> **Challenge**:
Collect every line in the entries below that contains the string "balcony", matching case exactly, and copy each one out.

-- START Data entries --

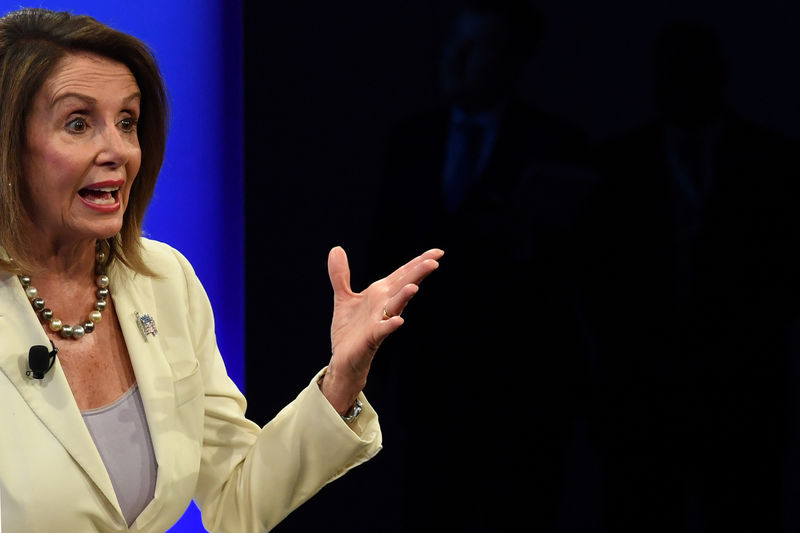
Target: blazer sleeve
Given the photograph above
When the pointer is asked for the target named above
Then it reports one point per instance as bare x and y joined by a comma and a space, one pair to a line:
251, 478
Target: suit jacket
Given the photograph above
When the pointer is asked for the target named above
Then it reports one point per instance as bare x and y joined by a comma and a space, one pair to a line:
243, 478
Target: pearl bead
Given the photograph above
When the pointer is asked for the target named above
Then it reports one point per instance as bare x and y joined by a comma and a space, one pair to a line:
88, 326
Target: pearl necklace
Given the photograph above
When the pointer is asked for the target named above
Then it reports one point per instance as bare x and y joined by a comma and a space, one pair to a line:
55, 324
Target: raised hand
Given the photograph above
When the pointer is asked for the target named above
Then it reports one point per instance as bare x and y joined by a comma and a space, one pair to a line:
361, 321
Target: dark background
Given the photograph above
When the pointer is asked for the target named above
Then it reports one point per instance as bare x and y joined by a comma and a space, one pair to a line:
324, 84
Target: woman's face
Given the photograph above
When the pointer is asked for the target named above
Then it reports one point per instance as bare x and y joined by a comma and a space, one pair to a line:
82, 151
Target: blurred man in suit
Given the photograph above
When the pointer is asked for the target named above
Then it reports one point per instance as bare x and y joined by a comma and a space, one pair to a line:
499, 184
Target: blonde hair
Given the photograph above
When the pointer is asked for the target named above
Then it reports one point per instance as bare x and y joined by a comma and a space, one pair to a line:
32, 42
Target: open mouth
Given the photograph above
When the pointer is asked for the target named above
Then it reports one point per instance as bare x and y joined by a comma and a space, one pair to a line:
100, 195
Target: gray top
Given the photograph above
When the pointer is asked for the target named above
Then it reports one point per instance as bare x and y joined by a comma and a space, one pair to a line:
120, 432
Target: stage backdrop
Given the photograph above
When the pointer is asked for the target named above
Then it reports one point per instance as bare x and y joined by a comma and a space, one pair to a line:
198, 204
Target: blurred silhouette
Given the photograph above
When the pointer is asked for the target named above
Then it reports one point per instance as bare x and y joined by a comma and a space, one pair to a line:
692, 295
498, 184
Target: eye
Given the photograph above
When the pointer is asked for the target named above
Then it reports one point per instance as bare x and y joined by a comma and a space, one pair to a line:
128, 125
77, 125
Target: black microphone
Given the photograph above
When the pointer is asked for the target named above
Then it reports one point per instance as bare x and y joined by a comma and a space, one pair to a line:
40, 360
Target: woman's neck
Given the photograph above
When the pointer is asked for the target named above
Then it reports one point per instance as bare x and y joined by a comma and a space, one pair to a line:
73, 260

-- END Data entries --
-- START Data entries --

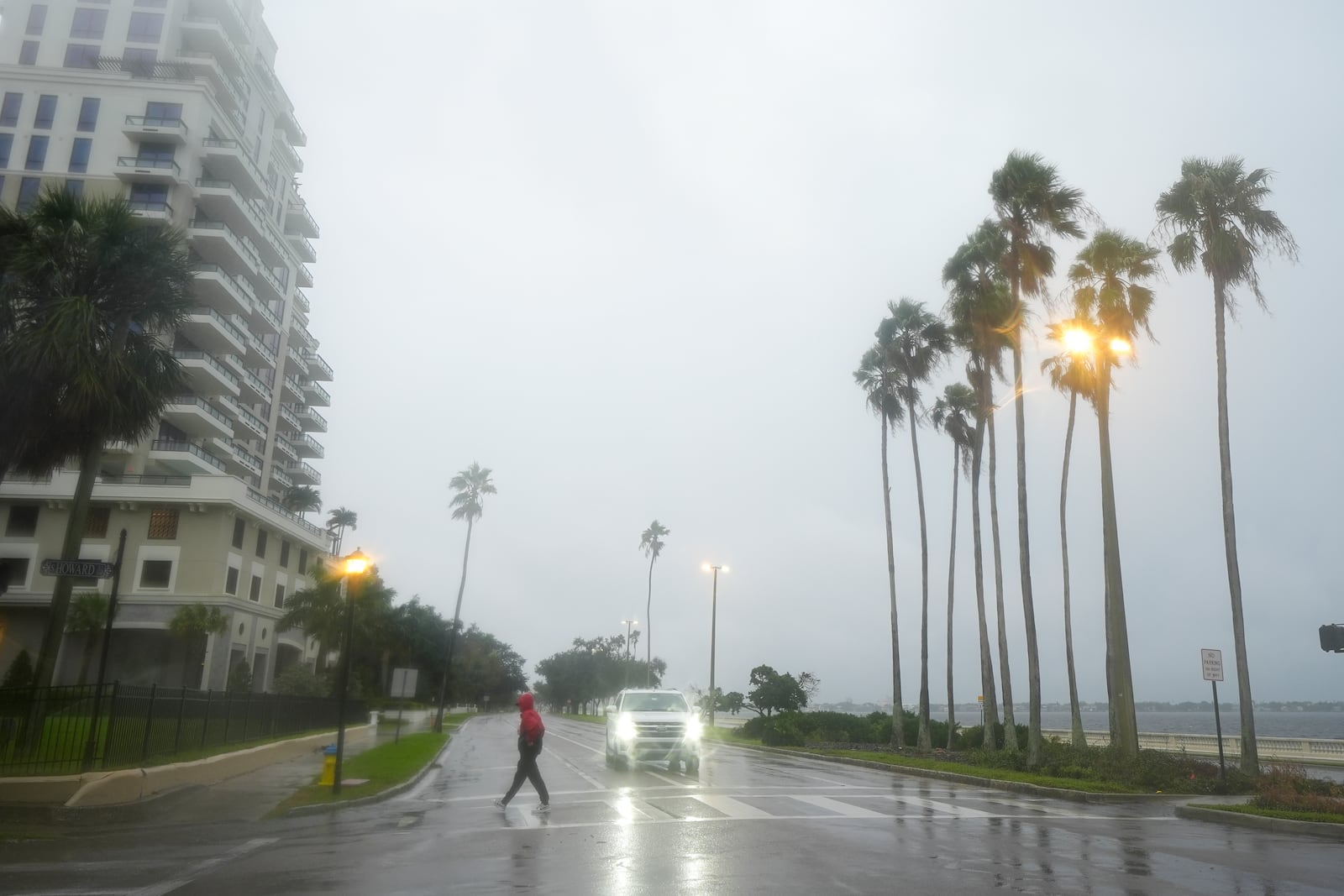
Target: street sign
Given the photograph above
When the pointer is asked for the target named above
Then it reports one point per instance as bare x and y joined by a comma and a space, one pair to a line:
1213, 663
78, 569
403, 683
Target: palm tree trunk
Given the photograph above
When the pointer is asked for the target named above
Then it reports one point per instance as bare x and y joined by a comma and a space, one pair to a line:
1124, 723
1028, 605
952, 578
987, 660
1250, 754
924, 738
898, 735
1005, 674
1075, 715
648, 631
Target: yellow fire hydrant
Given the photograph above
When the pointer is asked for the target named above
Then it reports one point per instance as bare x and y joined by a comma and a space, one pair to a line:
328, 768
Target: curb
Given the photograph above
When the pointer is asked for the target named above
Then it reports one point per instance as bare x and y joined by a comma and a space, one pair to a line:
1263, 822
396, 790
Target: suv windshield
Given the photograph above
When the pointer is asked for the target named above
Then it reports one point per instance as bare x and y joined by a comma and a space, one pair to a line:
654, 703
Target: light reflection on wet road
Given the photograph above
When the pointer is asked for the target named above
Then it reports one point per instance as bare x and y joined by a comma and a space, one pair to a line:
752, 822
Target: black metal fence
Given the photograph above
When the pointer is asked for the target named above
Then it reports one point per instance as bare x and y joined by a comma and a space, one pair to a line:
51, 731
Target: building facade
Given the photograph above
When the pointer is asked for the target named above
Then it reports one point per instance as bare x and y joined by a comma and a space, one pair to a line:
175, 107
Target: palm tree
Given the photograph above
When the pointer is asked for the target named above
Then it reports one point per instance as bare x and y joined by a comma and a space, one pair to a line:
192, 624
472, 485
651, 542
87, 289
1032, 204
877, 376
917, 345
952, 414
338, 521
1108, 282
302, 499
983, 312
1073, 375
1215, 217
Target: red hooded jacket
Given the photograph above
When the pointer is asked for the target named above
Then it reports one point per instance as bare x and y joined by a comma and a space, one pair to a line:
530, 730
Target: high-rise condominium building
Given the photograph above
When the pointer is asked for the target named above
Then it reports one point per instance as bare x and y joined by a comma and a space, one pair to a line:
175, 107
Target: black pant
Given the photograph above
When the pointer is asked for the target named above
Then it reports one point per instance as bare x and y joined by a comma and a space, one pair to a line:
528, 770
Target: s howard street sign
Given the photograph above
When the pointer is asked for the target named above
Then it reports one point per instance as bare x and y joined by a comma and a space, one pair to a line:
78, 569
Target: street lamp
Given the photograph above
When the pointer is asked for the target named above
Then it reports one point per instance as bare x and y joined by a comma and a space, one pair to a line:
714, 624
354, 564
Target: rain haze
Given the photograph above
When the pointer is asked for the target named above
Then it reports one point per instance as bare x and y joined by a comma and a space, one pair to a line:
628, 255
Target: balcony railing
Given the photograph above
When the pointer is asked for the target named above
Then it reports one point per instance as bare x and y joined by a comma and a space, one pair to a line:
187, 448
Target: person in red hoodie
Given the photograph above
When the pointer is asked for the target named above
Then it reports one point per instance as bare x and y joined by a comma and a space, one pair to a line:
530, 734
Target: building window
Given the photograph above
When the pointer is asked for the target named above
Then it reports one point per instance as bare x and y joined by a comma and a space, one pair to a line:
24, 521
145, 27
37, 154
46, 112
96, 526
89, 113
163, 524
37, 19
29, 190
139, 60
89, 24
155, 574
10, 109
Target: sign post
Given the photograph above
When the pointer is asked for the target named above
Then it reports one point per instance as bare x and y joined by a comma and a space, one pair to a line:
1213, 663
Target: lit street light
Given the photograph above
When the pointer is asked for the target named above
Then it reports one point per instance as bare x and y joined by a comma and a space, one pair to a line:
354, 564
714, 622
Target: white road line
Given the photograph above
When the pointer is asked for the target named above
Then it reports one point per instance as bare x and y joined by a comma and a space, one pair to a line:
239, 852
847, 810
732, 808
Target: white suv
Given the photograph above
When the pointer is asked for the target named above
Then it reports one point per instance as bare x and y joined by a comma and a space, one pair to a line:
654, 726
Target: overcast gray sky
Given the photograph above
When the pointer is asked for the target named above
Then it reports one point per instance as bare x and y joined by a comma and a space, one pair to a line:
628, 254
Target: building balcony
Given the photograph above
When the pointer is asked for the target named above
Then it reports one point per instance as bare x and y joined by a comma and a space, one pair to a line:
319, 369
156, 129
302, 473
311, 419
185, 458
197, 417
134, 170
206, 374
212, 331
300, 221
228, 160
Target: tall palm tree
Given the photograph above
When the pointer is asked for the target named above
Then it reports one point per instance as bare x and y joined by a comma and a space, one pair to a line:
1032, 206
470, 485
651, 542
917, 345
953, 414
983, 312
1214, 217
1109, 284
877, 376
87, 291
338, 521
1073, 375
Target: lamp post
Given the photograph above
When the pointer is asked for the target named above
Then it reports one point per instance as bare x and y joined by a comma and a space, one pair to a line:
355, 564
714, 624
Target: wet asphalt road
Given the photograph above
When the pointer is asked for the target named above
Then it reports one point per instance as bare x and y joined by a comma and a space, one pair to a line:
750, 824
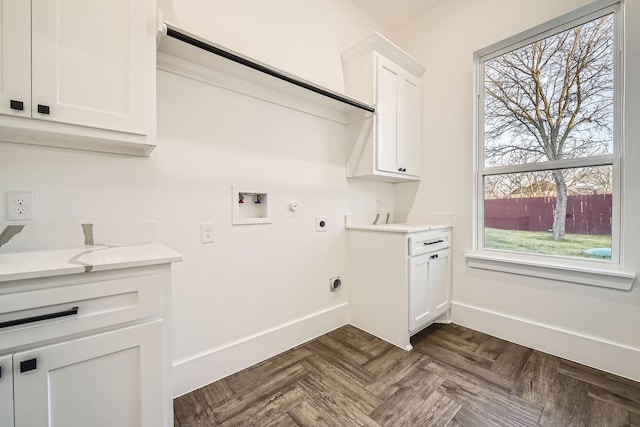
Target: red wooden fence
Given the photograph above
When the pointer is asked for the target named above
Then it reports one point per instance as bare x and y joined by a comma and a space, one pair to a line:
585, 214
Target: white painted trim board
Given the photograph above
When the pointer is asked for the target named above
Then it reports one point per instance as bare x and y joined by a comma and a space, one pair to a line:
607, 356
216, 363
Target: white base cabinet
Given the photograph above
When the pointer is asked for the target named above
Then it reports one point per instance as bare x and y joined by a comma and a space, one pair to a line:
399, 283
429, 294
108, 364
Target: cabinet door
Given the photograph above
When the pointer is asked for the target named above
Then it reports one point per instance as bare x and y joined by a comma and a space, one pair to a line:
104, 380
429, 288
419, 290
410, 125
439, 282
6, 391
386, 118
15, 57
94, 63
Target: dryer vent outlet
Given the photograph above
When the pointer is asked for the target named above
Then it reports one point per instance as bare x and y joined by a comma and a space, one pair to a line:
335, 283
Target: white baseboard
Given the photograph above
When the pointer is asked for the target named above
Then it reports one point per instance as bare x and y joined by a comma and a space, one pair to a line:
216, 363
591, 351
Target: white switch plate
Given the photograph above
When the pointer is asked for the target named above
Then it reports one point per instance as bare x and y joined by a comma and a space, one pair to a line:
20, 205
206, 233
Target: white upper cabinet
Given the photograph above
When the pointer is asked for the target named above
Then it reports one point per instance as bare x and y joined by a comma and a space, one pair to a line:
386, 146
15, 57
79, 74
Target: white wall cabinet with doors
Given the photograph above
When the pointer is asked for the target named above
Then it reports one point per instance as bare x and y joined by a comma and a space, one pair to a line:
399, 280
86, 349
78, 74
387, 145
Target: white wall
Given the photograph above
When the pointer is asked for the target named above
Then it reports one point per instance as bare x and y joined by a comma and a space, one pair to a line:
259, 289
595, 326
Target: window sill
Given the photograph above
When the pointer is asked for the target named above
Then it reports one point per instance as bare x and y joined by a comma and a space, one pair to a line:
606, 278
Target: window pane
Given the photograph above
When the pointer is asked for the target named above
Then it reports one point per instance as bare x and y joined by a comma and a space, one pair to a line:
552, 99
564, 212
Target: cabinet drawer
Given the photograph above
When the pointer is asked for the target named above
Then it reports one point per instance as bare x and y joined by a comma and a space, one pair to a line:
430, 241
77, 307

-- END Data entries --

> **Written answer**:
Target: balcony railing
Target: building balcony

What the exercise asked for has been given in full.